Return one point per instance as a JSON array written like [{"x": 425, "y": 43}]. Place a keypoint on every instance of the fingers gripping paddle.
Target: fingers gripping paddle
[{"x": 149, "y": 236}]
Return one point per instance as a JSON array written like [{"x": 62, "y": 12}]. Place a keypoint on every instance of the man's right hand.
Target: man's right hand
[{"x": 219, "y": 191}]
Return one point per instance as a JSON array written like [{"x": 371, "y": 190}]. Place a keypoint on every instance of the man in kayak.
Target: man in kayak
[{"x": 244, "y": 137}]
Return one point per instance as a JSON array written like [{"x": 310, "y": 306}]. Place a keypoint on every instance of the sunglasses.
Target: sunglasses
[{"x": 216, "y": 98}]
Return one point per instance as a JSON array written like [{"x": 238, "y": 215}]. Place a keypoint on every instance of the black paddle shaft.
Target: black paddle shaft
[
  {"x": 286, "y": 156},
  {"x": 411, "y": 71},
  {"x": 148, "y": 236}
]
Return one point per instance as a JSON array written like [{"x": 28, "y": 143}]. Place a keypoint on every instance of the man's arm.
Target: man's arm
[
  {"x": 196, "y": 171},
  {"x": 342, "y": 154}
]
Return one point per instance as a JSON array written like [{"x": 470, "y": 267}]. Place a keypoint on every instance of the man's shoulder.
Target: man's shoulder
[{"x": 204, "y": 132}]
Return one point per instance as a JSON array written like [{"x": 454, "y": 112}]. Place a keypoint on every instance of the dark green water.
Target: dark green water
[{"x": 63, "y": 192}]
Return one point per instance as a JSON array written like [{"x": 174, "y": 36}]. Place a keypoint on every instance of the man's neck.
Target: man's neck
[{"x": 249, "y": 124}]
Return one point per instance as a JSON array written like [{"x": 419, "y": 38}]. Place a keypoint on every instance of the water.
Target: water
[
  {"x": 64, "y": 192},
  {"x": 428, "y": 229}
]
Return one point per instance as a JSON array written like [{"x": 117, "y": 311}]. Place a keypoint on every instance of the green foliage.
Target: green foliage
+ + + + + + +
--- Stated goal ---
Lay out every line of the records above as a JSON list of strings, with one string per line and no blank lines.

--- Final answer ---
[
  "Return one point per instance as a JSON array written like [{\"x\": 425, \"y\": 43}]. Place a keypoint on every instance of the fingers gripping paddle.",
  "Target: fingers gripping paddle",
  "[{\"x\": 149, \"y\": 236}]",
  "Return one point per instance as a JSON array written like [{\"x\": 62, \"y\": 12}]. Place a keypoint on every instance of the man's right hand.",
  "Target: man's right hand",
  "[{\"x\": 219, \"y\": 191}]",
  "Return one point per instance as a JSON array written like [{\"x\": 371, \"y\": 190}]. Place a keypoint on every instance of the man in kayak.",
  "Target: man in kayak",
  "[{\"x\": 244, \"y\": 137}]",
  "Return one point per instance as a JSON array written like [{\"x\": 310, \"y\": 306}]. Place a keypoint on every instance of the sunglasses.",
  "Target: sunglasses",
  "[{\"x\": 216, \"y\": 98}]",
  "Return one point per instance as a JSON array written like [{\"x\": 238, \"y\": 215}]. Place a keypoint on every instance of the black paddle shaft.",
  "Target: black paddle shaft",
  "[",
  "  {\"x\": 286, \"y\": 156},",
  "  {\"x\": 411, \"y\": 71},",
  "  {\"x\": 148, \"y\": 236}",
  "]",
  "Return one point per instance as a JSON array written like [{\"x\": 28, \"y\": 143}]. Place a keypoint on every instance of the man's arm.",
  "Target: man's arm",
  "[",
  "  {\"x\": 196, \"y\": 171},",
  "  {\"x\": 342, \"y\": 154}",
  "]",
  "Return one point per instance as a JSON array written like [{\"x\": 470, \"y\": 267}]. Place a keypoint on every instance of the man's shoulder.",
  "Target: man's shoulder",
  "[{\"x\": 204, \"y\": 132}]",
  "Return one point per instance as a JSON array written like [{\"x\": 454, \"y\": 112}]. Place a keypoint on every instance of the dark green water.",
  "Target: dark green water",
  "[{\"x\": 63, \"y\": 192}]",
  "Return one point per instance as a JSON array written like [{\"x\": 174, \"y\": 36}]. Place a keypoint on every instance of the man's neck.",
  "Target: man's neck",
  "[{\"x\": 249, \"y\": 124}]",
  "Return one point per instance as a JSON array written like [{\"x\": 419, \"y\": 38}]. Place a keypoint on every instance of the water.",
  "Target: water",
  "[",
  "  {\"x\": 64, \"y\": 192},",
  "  {\"x\": 428, \"y\": 229}",
  "]",
  "Return one point per instance as a JSON array written like [{\"x\": 117, \"y\": 311}]. Place a keypoint on every instance of the green foliage.",
  "Target: green foliage"
]